→ EXCERPT PROVIDED:
______________________________

Apple's Beats Electronics Buy Is a Late Attempt at Catch-up

Apple was late to the streaming music dance and is scrambling to avoid a beat-down Casey Kelbaugh/New York Times/Redux

In the history of confessing to strategic business blunders, Apple buying Beats Electronics might only be topped if Fidel Castro personally reopens the Havana Stock Exchange.

Society is shifting from owning music to renting it, and instead of driving that change, Apple has been stuck somewhere between missing the trend and denying that it's happening. Its reported $3.2 billion purchase of hip music service Beats smacks of an embarrassing effort to catch up.

At least one thing works in Apple's favor: No company has been able to make itself king of cloud-based subscription music. Spotify, Rhapsody, Google Music, Beats—none have truly nailed it. But somebody will, and before long, the cloud will be the dominant way people find and listen to music. The 99-cent downloaded song is about to turn into a blip on the time line of music technology—the 21st century's eight-track tape.

Just a decade ago, Apple put together the iTunes-iPod business model and defined the digital music market. For years after, Apple ruled the category the way Google rules search or Heinz rules ketchup, claiming almost 70 percent of the market and all of the gravitas. When mighty Microsoft tried to enter iTunes's territory in 2006, its Zune quickly turned into a punch line. (Funny or Die: 14 Things Nobody Has Ever Said About a Microsoft Zune. No. 1: "Oh, you have a Zune, too?")

But then Apple froze. It held on to a deep cultural bias in favor of 99-cent downloads, nurtured in part by its own success, and in part by the legacy of Steve Jobs, who pointedly said that subscription services "treat you like a criminal. We think subscriptions are the wrong path. We think people want to own their music."

Along with being wrong in the long run in this category, Apple failed to invest in its own kingdom. As a music player and store, iTunes has barely changed in 11 years. Ben Easton of New York nightclub Joe's Pub derided iTunes as "a spreadsheet with music." By last year, Apple's share of digital music had slipped to 63 percent and is expected to fall further. "It's a classic case of category neglect," says Al Ramadan of tech positioning firm Play Bigger Advisors. "They got a little fat, dumb and happy. They didn't create a blueprint beyond current products."

______________________________

→ DIRECTION A:
Find each line in the records that contains the word "blue", and copy those lines.
→ DIRECTION B:
Carry on the article about Apple's purchase of Beats Electronics, starting after its final sentence.
The article and the records come from separate, unrelated sources.

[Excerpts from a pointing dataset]
______________________________

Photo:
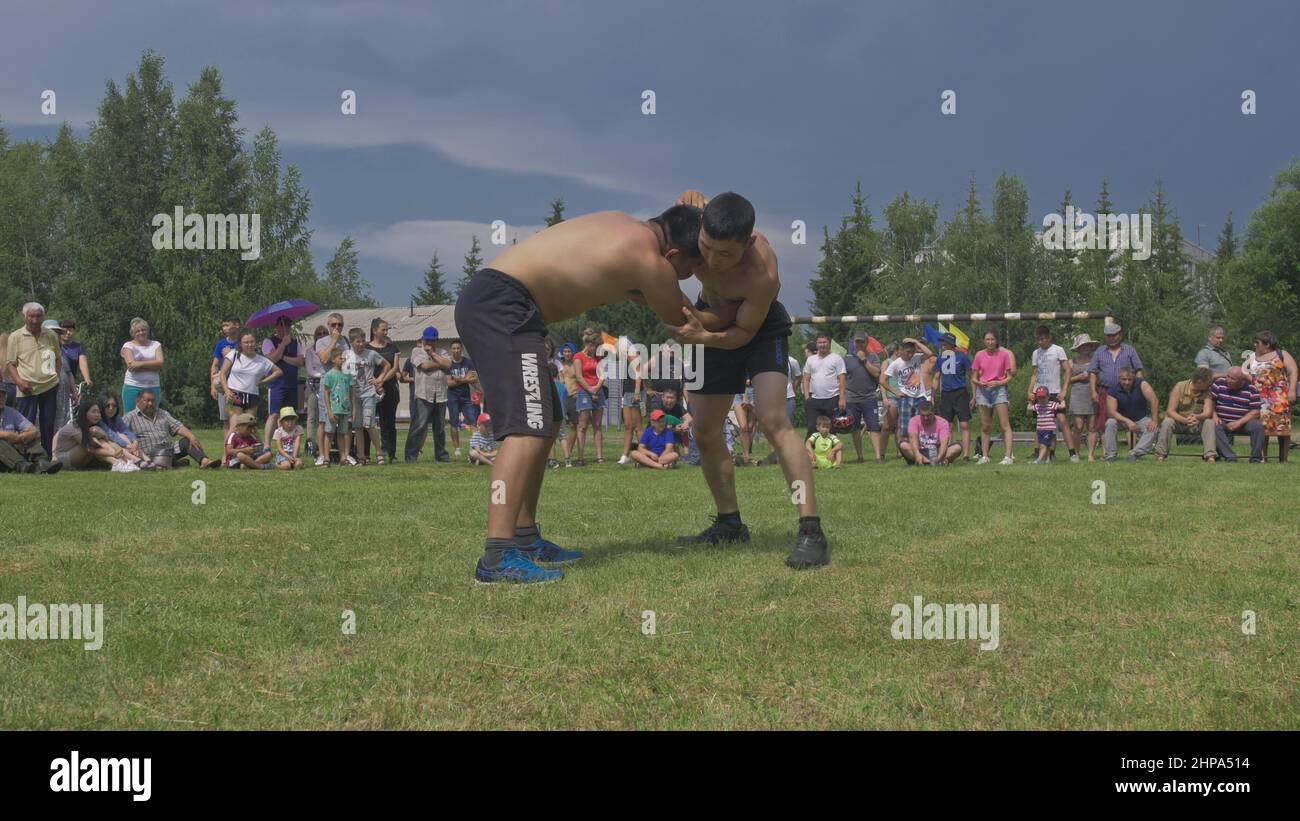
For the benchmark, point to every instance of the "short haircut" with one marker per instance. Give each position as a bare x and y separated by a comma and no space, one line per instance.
729,216
680,225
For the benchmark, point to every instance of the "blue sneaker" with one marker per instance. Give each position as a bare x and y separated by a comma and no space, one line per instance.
549,552
515,568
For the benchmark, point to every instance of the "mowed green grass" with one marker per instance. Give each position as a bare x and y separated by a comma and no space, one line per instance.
229,615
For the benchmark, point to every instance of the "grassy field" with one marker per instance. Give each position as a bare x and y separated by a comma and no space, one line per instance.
228,615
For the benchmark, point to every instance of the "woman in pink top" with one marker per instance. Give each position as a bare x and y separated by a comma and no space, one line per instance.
992,369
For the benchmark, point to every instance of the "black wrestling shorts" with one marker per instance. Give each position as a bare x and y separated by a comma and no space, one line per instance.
505,333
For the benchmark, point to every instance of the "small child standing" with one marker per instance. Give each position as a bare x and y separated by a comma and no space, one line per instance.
824,448
1045,411
242,447
341,407
482,446
286,441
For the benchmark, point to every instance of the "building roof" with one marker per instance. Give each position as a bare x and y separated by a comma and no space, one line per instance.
406,324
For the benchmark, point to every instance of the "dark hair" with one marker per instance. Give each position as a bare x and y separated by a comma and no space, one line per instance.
1268,338
729,216
680,225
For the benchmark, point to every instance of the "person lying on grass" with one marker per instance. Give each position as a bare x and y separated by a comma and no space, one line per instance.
287,441
242,447
482,444
824,448
658,446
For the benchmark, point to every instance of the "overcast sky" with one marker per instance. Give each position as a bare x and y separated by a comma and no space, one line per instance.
472,112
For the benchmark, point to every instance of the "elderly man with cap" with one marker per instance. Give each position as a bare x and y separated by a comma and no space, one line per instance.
1105,366
34,363
154,429
430,369
20,452
1236,411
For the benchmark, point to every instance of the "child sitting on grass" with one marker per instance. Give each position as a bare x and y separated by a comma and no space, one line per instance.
824,448
482,446
286,441
1045,411
242,447
658,446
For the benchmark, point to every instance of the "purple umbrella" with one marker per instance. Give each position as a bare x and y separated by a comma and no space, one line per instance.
291,308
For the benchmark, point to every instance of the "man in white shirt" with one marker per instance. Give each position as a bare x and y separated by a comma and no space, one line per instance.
824,383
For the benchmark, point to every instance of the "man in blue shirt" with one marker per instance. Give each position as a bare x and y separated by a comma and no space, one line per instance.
953,374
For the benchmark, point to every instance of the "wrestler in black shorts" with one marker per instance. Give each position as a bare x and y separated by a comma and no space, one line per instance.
724,372
502,328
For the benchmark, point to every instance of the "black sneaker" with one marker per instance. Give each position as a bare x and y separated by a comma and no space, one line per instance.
810,550
716,533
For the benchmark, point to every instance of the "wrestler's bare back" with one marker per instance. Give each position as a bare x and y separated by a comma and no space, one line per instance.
593,260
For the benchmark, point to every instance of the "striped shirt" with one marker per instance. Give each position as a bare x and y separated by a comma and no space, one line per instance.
1231,405
154,433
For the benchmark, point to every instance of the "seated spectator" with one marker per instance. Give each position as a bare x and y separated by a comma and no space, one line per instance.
20,443
1045,409
658,446
930,438
1236,411
482,444
1134,404
243,451
82,444
287,441
1190,412
824,448
154,428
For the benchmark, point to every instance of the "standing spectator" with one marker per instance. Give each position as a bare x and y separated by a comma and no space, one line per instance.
826,383
590,400
862,377
1083,407
993,368
1052,370
312,394
953,374
657,447
286,441
1135,405
911,374
430,369
1236,409
325,348
389,398
143,360
20,450
229,341
482,444
930,438
632,385
1188,412
1213,355
460,379
245,373
371,370
1273,373
155,428
282,350
1105,368
34,363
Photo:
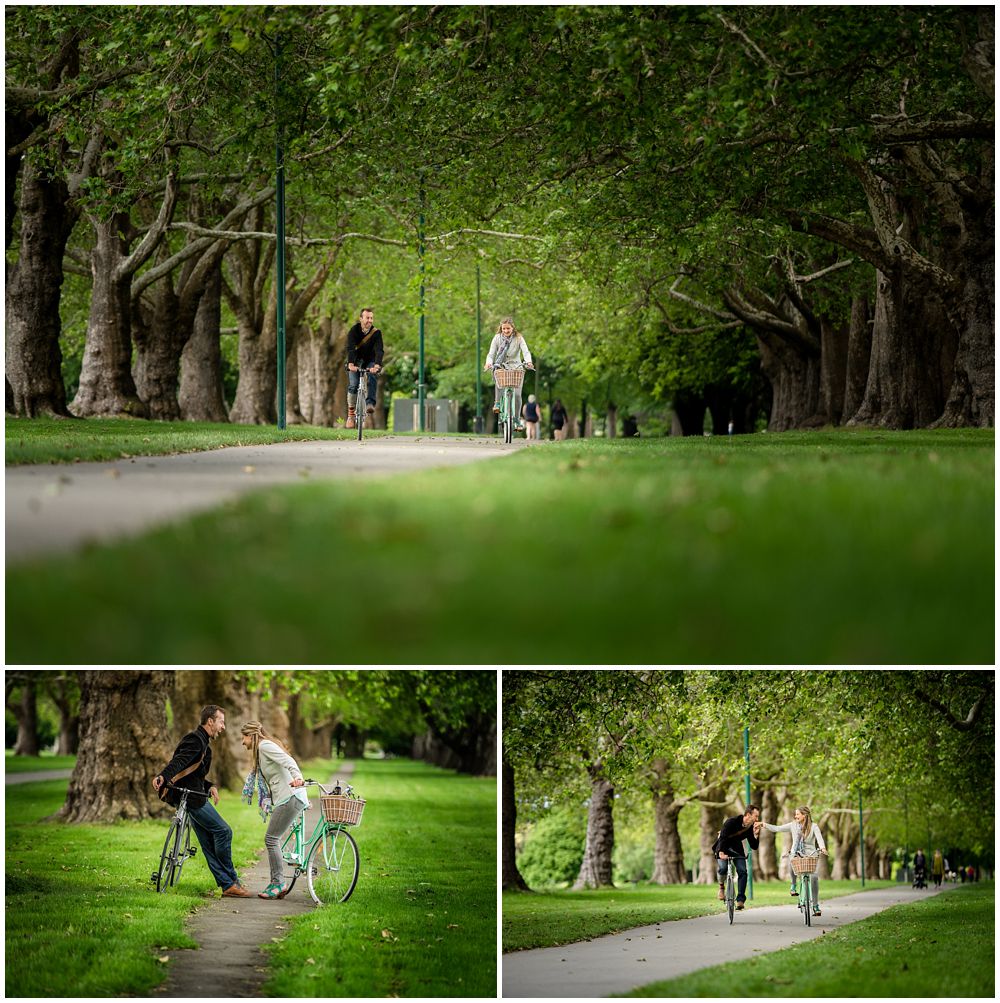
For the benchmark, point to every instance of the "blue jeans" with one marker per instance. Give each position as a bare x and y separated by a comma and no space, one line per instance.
216,839
354,383
740,863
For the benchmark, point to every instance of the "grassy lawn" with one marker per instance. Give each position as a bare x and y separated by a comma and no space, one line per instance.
545,919
33,763
942,946
50,440
82,919
422,921
848,547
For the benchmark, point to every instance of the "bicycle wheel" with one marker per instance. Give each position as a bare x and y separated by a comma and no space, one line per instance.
332,869
168,859
186,850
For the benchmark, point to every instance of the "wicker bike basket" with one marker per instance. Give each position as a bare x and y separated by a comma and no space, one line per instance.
509,377
343,809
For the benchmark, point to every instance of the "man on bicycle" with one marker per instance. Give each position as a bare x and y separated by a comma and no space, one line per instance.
729,847
189,768
364,351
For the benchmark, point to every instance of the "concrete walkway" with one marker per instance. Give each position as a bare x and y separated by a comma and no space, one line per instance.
58,508
623,962
41,774
230,933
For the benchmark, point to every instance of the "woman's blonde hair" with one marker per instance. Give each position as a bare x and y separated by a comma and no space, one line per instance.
256,730
508,320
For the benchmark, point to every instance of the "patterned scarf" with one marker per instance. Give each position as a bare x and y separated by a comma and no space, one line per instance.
263,793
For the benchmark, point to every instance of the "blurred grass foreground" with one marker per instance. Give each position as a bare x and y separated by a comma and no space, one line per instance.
853,547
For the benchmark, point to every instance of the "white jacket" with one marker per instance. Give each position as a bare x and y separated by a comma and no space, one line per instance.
813,840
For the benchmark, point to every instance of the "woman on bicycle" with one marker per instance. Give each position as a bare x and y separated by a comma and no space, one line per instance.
509,348
805,839
279,783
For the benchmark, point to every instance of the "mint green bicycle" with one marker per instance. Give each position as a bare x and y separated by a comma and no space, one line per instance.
329,859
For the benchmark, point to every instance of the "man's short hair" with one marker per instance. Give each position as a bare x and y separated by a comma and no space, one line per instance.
210,712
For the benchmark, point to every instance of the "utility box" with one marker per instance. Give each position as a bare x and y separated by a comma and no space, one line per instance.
439,415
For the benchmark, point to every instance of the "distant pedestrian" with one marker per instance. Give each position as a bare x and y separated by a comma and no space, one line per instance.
559,419
189,768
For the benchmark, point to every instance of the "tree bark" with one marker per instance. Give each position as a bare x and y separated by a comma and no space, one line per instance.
668,854
106,385
511,878
201,396
34,286
25,710
596,869
123,744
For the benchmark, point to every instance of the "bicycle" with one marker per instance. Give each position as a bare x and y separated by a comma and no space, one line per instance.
804,865
360,413
172,860
509,377
329,859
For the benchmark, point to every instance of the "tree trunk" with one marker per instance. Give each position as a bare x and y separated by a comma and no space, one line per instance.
859,356
34,285
511,877
106,386
123,744
596,869
25,710
201,396
668,855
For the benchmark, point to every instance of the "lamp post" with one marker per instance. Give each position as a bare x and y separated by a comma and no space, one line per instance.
478,357
280,234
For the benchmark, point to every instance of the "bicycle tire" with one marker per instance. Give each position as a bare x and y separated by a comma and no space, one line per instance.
168,859
333,867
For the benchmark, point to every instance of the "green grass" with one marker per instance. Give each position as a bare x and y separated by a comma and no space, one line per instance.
67,440
943,946
422,921
545,919
82,919
33,763
848,547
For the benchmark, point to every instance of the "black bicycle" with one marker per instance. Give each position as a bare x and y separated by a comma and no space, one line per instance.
178,846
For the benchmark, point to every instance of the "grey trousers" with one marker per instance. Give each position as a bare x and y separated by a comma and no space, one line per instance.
282,819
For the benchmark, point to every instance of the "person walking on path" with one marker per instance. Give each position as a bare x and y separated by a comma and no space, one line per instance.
508,347
189,768
805,839
278,783
364,351
559,419
530,414
729,848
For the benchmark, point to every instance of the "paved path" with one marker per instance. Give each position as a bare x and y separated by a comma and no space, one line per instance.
231,932
622,962
41,774
58,508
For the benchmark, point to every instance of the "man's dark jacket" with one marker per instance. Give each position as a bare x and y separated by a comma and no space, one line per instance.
187,754
368,354
732,834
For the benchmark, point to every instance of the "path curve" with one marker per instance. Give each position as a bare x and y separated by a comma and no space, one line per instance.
58,508
622,962
231,932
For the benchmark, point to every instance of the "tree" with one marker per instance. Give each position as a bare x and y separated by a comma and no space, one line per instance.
123,743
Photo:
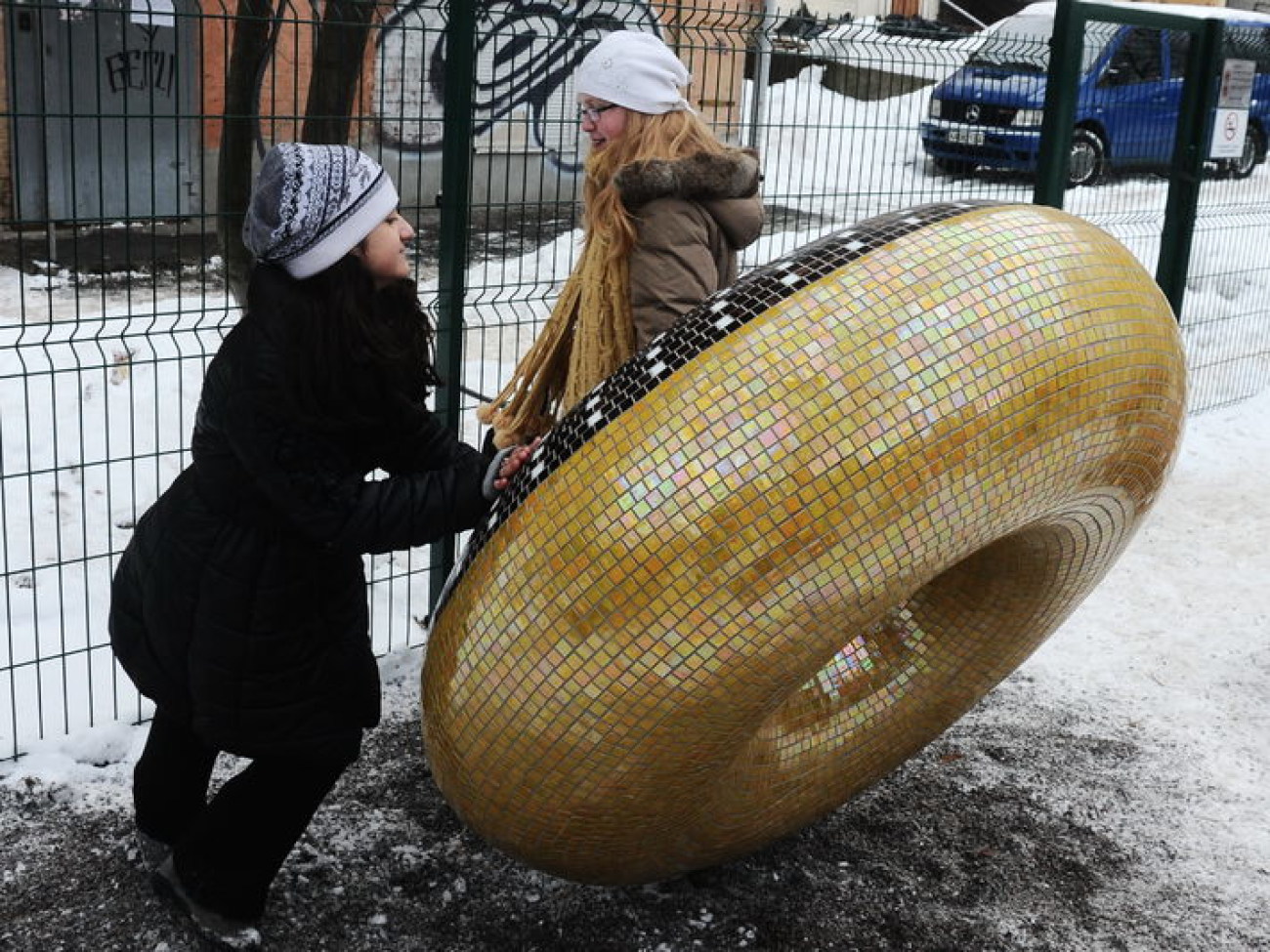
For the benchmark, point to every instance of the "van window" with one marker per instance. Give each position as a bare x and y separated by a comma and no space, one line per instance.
1179,52
1248,43
1137,60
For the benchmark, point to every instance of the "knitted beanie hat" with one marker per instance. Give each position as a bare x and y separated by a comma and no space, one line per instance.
312,204
635,70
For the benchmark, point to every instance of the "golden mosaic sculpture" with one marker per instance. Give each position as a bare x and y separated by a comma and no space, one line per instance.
798,537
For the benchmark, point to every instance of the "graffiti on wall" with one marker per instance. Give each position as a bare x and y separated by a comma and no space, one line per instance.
526,54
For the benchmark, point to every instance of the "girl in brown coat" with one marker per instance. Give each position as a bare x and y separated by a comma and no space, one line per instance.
667,207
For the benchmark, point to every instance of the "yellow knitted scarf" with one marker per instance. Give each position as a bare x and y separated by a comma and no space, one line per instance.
588,335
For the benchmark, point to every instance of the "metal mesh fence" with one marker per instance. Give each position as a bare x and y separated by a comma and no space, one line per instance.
113,277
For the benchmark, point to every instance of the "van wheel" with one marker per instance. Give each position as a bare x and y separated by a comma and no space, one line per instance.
1087,160
1253,152
952,166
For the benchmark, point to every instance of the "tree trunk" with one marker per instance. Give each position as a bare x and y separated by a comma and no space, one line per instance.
338,60
233,177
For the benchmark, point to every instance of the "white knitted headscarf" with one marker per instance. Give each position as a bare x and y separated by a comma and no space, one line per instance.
636,71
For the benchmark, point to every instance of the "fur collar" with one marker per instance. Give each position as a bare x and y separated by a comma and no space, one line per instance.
702,177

______________________________

→ WRITTEN RESPONSE A:
For the benchmark, point to every instance of the "blue sneaker" with one marker per instance. Give each position as a bare x and y separated by a comma and no space, one line per instance.
For the benchmark, point to every instance of the "man in blue shirt" with one marker per instance. Give each position as a bare x and y separated by a comma and no space, one line per instance.
For the benchmark, point to every instance of the "blue jeans" with one marker per instance. Give each position as a bare x and y separated by a comma and no space, one line per instance.

→ WRITTEN RESPONSE B:
Granted, music subscription services have been around for a long time, with little impact. RealNetworks launched Rhapsody back in 2001. The public for the most part didn't get the idea of renting music. It was too big a leap from the age-old practice of buying records and then CDs. You always either paid for music and owned it, or you experienced it for free on the radio. Something in between seemed too weird. Owning certain albums, in fact, became part of your identity—you were the kind of person who owned a Clash album. The 99-cent download was the right intermediate step at the dawn of broadband Internet.

But in the past few years, important things changed. One was the explosion of smartphones and tablets. We started to have lots of gadgets that would play music. Synchronizing downloads got increasingly knotty.

At the same time, the cloud went mainstream, and we liked the idea that software, content and services were available anywhere, anytime, over ubiquitous wireless networks. Music in the cloud became easier to access and nearly as reliable as a song on a hard drive.

Finally, social networks made us want to share music and playlists with far-flung friends. Spotify, a latecomer to cloud music, latched on to that trend and exploited it. Apple never figured out how to make this work well with iTunes.

Oh, and here is a hard to ignore fact: Cloud music is cheaper. On some services, if you put up with ads, the music comes free. The combination of all this sets up cloud music to stomp on iTunes like Godzilla on a constitutional through Tokyo.

Cloud music is particularly appealing to anyone born after about 1985. "Consumers who didn't grow up with physical media don't value ownership so much as access," says Larry Downes, co-author of Big Bang Disruption, which describes exactly the squeeze Apple is facing. "For them, the cloud-based model works better."

Downloads are still a much bigger business than cloud music, but the shift is on. In 2013, revenues from downloads globally fell 2 percent, according to music industry group IFPI. Cloud services grew 51 percent and passed $1 billion in revenue. About 28 million people now pay for a music subscription, up from just 8 million in 2010.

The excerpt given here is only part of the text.